>> start DOCUMENT EXTRACT

Sunday, January 8, 2017

(PART THREE) Nobody Knows the Trouble I've Been, Nobody Knows My Quarrel

This will be the last time we borrow our introduction from PART ONE of this three-part series.

You haven't truly lived until you've ridden to from eastern Missouri to central Oklahoma with Hick. A journey of at least nine hours, sometimes more. Let the record show that Val does not do highways anymore, and she especially does not do turnpikes. She has Hick for that. And as a grateful passenger, she is always ready and willing to lend a hand to assist her driver. A driver who does not fully appreciate her selflessness.

I present, for your entertainment purposes, the following vignettes from our latest trip. Today, Part Three of THREE.

Revenge is a Dish Best Served on an Unboughten Triangular Cardboard Convenience Store Pizza Slice Plate

I suppose Hick had a bone of contention stuck in his throat regarding my upstart behavior of having turnpike toll money ready a mile-and-a-half before he needed it. A bone of contention making him unable to eat while he was driving. I declared that was fine. I didn't need that slice of pizza I had planned on picking up at our final stop before reaching our destination. I could make myself a ham sandwich when we got home, but we'd still need to stop at Casey's for gas, and for the bathroom.

Hick drove like The Bandit with Smokey on his tail and a case of Coors in the trunk. He was the envy of the Japanese maglev train, Usain Bolt, and the bottom nine of the top ten land speed record holders from the Utah Salt Flats.

I knew Hick was trying to get a rise out of me. IF I could have pried myself loose from the Gs holding me against the seat. I swear my facial skin was flapping and my hair sticking straight back like the guy in the chair from the Maxell audio cassette ads of the 80s. I looked straight ahead, and refused to take the bait. Until Hick hit a bird.

Seriously, people! When is the last time you drove so fast that a flying bird couldn't get out of your way? It hit the windshield dead center (that adjective is no accident). I think I saw its beak open in a silent caw just before the impact. The collision took a skosh of speed off A-Cad's trajectory, and I managed to lift my arms, palms up, to shoulder level. Let the record show that no verbiage escaped Val's lips.

>> end DOCUMENT EXTRACT

▶ [SHORT PROBLEM A]:
Extract the part of the road-trip post between "You haven't truly" and "appreciate her selflessness.", inclusive.
The listing below has no connection to the road-trip post above.

>> start WORKING DATA

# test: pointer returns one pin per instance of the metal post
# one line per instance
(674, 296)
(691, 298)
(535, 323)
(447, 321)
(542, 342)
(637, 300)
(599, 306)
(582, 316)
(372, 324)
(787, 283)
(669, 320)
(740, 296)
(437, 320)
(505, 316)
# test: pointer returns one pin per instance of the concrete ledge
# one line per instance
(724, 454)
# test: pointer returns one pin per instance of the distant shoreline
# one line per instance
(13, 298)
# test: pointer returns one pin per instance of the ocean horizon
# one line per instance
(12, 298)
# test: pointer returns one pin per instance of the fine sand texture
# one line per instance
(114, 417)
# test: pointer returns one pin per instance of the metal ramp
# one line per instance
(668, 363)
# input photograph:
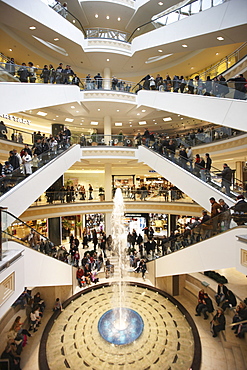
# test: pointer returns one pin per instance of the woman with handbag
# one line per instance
(218, 323)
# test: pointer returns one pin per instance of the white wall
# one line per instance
(16, 97)
(18, 199)
(47, 17)
(221, 251)
(18, 268)
(221, 111)
(194, 187)
(200, 30)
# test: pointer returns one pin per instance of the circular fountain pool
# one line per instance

>> end WORKING DATA

▶ [SHORT PROBLEM B]:
Convert the entire listing into a JSON list of strings with one string per line, skipping blank lines. Leave the pictures out.

▶ [FINISHED ANSWER A]:
You haven't truly lived until you've ridden to from eastern Missouri to central Oklahoma with Hick. A journey of at least nine hours, sometimes more. Let the record show that Val does not do highways anymore, and she especially does not do turnpikes. She has Hick for that. And as a grateful passenger, she is always ready and willing to lend a hand to assist her driver. A driver who does not fully appreciate her selflessness.

▶ [FINISHED ANSWER B]:
[
  "# test: pointer returns one pin per instance of the metal post",
  "# one line per instance",
  "(674, 296)",
  "(691, 298)",
  "(535, 323)",
  "(447, 321)",
  "(542, 342)",
  "(637, 300)",
  "(599, 306)",
  "(582, 316)",
  "(372, 324)",
  "(787, 283)",
  "(669, 320)",
  "(740, 296)",
  "(437, 320)",
  "(505, 316)",
  "# test: pointer returns one pin per instance of the concrete ledge",
  "# one line per instance",
  "(724, 454)",
  "# test: pointer returns one pin per instance of the distant shoreline",
  "# one line per instance",
  "(13, 298)",
  "# test: pointer returns one pin per instance of the ocean horizon",
  "# one line per instance",
  "(12, 298)",
  "# test: pointer returns one pin per instance of the fine sand texture",
  "# one line per instance",
  "(114, 417)",
  "# test: pointer returns one pin per instance of the metal ramp",
  "# one line per instance",
  "(668, 363)",
  "# input photograph:",
  "# test: pointer returns one pin per instance of the woman with handbag",
  "# one line per instance",
  "(218, 323)",
  "# test: pointer returns one pin per instance of the white wall",
  "# one line per instance",
  "(16, 97)",
  "(18, 199)",
  "(47, 17)",
  "(221, 251)",
  "(18, 268)",
  "(221, 111)",
  "(194, 187)",
  "(200, 30)",
  "# test: pointer returns one pin per instance of the circular fountain pool",
  "# one line per instance"
]